» **PAGE**:
The angular velocity is actually v/(2 pi r) = 1/pi rad/second, not 2 rad/second.

Originally Posted by Nousher View Post
As a result, along X axis, the value of initial velocity is 4 m/s, and along Y axis, it is 0.
Yes, this is the instantaneous velocity at t=0.

Originally Posted by Nousher View Post
Since the centripetal force acts at right angle with the direction of initial velocity, along X axis the value of velocity will not change.
This is the source your error. For a particle traveling in a circle at constant speed the centripetal acceleration is always in the direction towards the center of rotation. As the particle moves around the circle the direction of acceleration continually changes - its x-axis components does not remain constant. For example for a satellite in a circular orbit acceleration is always towards the center of the planet it is revolving about. At one particular moment its acceleration is in the +/- x-direction only (no y-direction component), and 1/4 of an orbit later its acceleration is purely n the +/- y-direction with no x-direction component.

» **DATA FOR PROCESSING**:
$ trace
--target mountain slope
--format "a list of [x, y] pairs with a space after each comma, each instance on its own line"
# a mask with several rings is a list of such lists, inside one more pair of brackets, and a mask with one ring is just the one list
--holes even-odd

» **TASKS TO COMPLETE**:
a. In the forum excerpt, what value does the reply give for the actual angular velocity?
b. Revise the records by replacing "mountain slope" with "river bank" and leave every other part unchanged.
The forum excerpt and the records have nothing to do with each other.

» **THE REPLIES**:
a. The angular velocity is 1/pi rad/second.

b.
$ trace
--target river bank
--format "a list of [x, y] pairs with a space after each comma, each instance on its own line"
# a mask with several rings is a list of such lists, inside one more pair of brackets, and a mask with one ring is just the one list
--holes even-odd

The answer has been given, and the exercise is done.